Activity: Return the entries below precisely, omitting nothing.

[Point-per-instance localization data]
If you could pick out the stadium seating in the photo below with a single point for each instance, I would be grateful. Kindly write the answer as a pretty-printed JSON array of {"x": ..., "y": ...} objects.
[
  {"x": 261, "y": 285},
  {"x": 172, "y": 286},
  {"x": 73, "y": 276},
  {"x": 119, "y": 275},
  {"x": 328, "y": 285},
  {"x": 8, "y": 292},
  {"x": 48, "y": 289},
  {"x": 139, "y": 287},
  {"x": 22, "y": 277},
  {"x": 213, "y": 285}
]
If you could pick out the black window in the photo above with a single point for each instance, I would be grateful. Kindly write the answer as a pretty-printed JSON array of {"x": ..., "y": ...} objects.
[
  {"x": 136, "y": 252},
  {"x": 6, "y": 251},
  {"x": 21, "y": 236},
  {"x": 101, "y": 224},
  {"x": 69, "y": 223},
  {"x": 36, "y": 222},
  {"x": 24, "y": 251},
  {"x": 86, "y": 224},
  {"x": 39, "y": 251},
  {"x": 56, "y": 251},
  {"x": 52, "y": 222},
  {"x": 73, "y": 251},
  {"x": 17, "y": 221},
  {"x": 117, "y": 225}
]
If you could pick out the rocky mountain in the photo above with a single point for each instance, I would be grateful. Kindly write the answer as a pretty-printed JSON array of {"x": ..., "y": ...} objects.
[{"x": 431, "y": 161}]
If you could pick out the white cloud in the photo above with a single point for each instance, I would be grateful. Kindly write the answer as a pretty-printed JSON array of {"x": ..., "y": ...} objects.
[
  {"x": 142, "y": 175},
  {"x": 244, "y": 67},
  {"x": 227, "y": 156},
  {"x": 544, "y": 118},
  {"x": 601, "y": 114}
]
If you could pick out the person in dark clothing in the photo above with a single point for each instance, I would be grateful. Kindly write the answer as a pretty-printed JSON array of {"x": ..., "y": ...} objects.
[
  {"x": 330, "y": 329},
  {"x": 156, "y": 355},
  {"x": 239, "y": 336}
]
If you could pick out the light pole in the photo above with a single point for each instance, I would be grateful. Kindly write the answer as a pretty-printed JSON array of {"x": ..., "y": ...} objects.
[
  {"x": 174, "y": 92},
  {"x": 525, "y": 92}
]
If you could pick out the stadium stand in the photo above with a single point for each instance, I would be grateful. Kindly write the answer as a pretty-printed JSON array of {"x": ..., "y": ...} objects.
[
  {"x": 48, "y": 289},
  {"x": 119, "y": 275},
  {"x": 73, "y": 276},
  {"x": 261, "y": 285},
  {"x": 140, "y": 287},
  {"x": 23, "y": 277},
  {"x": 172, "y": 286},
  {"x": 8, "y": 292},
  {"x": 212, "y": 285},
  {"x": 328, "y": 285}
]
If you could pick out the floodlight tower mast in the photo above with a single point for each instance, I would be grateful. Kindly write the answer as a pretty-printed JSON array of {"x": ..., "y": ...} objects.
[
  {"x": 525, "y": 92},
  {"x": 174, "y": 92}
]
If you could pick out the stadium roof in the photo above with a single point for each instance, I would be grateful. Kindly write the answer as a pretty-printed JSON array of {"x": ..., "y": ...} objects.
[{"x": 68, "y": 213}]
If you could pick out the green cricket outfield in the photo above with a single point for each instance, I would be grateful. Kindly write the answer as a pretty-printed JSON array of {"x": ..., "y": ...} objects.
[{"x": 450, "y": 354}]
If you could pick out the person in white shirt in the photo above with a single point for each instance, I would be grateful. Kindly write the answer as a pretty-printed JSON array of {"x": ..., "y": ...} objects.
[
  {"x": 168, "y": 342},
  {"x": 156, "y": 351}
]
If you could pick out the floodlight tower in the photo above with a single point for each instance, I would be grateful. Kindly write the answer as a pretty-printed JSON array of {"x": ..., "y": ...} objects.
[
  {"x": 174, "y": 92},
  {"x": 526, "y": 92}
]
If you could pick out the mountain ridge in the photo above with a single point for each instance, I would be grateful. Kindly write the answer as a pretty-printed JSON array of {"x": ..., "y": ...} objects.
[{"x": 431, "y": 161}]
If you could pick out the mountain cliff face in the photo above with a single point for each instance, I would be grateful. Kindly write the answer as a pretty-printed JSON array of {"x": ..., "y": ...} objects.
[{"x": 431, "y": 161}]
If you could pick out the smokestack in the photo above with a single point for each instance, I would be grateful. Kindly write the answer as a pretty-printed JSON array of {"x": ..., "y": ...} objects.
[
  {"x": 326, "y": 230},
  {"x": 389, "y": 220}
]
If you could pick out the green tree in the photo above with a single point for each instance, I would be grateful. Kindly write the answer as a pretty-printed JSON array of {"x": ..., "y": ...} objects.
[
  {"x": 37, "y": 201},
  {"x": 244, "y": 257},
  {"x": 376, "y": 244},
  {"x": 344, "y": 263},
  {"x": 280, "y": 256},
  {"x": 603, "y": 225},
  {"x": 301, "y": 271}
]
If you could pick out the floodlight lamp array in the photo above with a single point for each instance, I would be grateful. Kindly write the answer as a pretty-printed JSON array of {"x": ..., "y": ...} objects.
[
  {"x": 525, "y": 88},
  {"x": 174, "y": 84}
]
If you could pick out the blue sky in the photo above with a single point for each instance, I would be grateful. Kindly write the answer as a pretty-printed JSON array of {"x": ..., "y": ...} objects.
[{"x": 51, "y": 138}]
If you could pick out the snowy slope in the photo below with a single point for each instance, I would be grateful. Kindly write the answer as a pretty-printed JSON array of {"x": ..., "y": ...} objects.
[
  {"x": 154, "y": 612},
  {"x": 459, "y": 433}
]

Result for this exercise:
If you could pick out the stadium seating in the photo below with a single point for each instance, I would be grateful. Kindly write the answer as a pretty-printed JSON array of {"x": ..., "y": ...} objects.
[
  {"x": 261, "y": 285},
  {"x": 172, "y": 286},
  {"x": 73, "y": 276},
  {"x": 119, "y": 275},
  {"x": 328, "y": 285},
  {"x": 8, "y": 292},
  {"x": 48, "y": 289},
  {"x": 139, "y": 287},
  {"x": 22, "y": 277},
  {"x": 213, "y": 285}
]
If you could pick out the black window in the photo above with a single point for each instance, I would be grateful. Kindly write the answer as a pretty-printed JSON array of {"x": ..., "y": ...} objects.
[
  {"x": 136, "y": 252},
  {"x": 6, "y": 251},
  {"x": 21, "y": 236},
  {"x": 101, "y": 224},
  {"x": 69, "y": 223},
  {"x": 36, "y": 222},
  {"x": 24, "y": 251},
  {"x": 86, "y": 224},
  {"x": 39, "y": 251},
  {"x": 56, "y": 251},
  {"x": 52, "y": 222},
  {"x": 73, "y": 251},
  {"x": 17, "y": 221},
  {"x": 117, "y": 225}
]
If you could pick out the rocky mountain in the photo above with a single point for each instance, I would be grateful. Kindly write the answer as a pretty-printed JSON array of {"x": ..., "y": ...} objects.
[{"x": 431, "y": 161}]
If you could pick out the white cloud in the photo above with a single point for each instance, I would be grateful. Kindly write the answer as a pretty-printed JSON array of {"x": ..., "y": ...} objects.
[
  {"x": 142, "y": 175},
  {"x": 244, "y": 67},
  {"x": 227, "y": 156},
  {"x": 544, "y": 118},
  {"x": 601, "y": 114}
]
If you could pick out the person in dark clothing in the photo above with a single point for each instance, I would be grateful. Kindly write the answer as a pretty-printed JSON array of {"x": ..., "y": ...} objects.
[
  {"x": 330, "y": 329},
  {"x": 156, "y": 355},
  {"x": 239, "y": 336}
]
If you could pick out the light pole in the photo above with a single point for each instance, I would be grateful. Kindly write the answer as a pretty-printed JSON array of {"x": ..., "y": ...} objects.
[
  {"x": 174, "y": 92},
  {"x": 525, "y": 92}
]
If you could pick out the stadium stand in the photo above with a single point for each instance, I would be grateful. Kindly write the answer as a pretty-printed JSON array of {"x": ..., "y": ...} objects.
[
  {"x": 48, "y": 289},
  {"x": 119, "y": 275},
  {"x": 73, "y": 276},
  {"x": 261, "y": 285},
  {"x": 140, "y": 287},
  {"x": 23, "y": 277},
  {"x": 172, "y": 286},
  {"x": 8, "y": 292},
  {"x": 212, "y": 285},
  {"x": 328, "y": 285}
]
If you could pick out the floodlight tower mast in the photo above with a single point for each instance, I would be grateful. Kindly write the answer as a pretty-printed JSON array of {"x": ..., "y": ...} objects.
[
  {"x": 525, "y": 92},
  {"x": 174, "y": 92}
]
If you could pick out the stadium roof in the photo above with a single point for each instance, I would be grateful. Kindly write the answer as a pretty-printed JSON array of {"x": ..., "y": ...} objects.
[{"x": 68, "y": 213}]
If you could pick out the green cricket outfield in the photo above with a single point for each instance, I would be grateful. Kindly write the answer as a pretty-printed JSON array of {"x": ..., "y": ...} objects.
[{"x": 450, "y": 354}]
If you could pick out the person in white shirt in the photo above with a single point for each instance, I would be grateful. Kindly write the answer as a pretty-printed JSON array of {"x": ..., "y": ...} objects.
[
  {"x": 168, "y": 342},
  {"x": 156, "y": 351}
]
If you could pick out the floodlight tower in the photo above with a single point for each instance, I would be grateful. Kindly write the answer as a pretty-printed JSON array of {"x": ..., "y": ...} objects.
[
  {"x": 174, "y": 92},
  {"x": 526, "y": 92}
]
If you could pick out the mountain ridge in the photo above with a single point for each instance, I would be grateful. Kindly write the answer as a pretty-printed JSON array of {"x": ..., "y": ...} objects.
[{"x": 431, "y": 161}]
If you could pick out the mountain cliff face in the photo above with a single point for each instance, I would be grateful. Kindly write the answer as a pretty-printed JSON array of {"x": ..., "y": ...} objects.
[{"x": 431, "y": 161}]
If you could pick out the smokestack in the photo above with a single point for each instance, I would be grateful. Kindly write the answer as a pretty-printed JSON array of {"x": ..., "y": ...} objects.
[
  {"x": 326, "y": 230},
  {"x": 389, "y": 220}
]
If you could pick out the green tree in the photo above with a single point for each instance, I would be grateful. Kindly write the answer as a pretty-printed JSON array of {"x": ..., "y": ...} objects.
[
  {"x": 37, "y": 201},
  {"x": 244, "y": 257},
  {"x": 376, "y": 244},
  {"x": 344, "y": 263},
  {"x": 280, "y": 256},
  {"x": 603, "y": 225},
  {"x": 301, "y": 271}
]
If you could pick out the floodlight lamp array in the photo above with a single point for each instance, I would be grateful. Kindly write the answer as a pretty-printed JSON array of {"x": ..., "y": ...} objects.
[
  {"x": 525, "y": 88},
  {"x": 174, "y": 84}
]
If you could pick out the blue sky in the photo above with a single point for each instance, I would be grateful. Kindly write the answer as a pretty-printed JSON array of {"x": ..., "y": ...} objects.
[{"x": 51, "y": 138}]
If you could pick out the snowy slope in the photo below with a single point for each instance, I would be grateful. Kindly write the answer as a pretty-printed JSON array of {"x": ..., "y": ...} objects.
[
  {"x": 154, "y": 612},
  {"x": 459, "y": 433}
]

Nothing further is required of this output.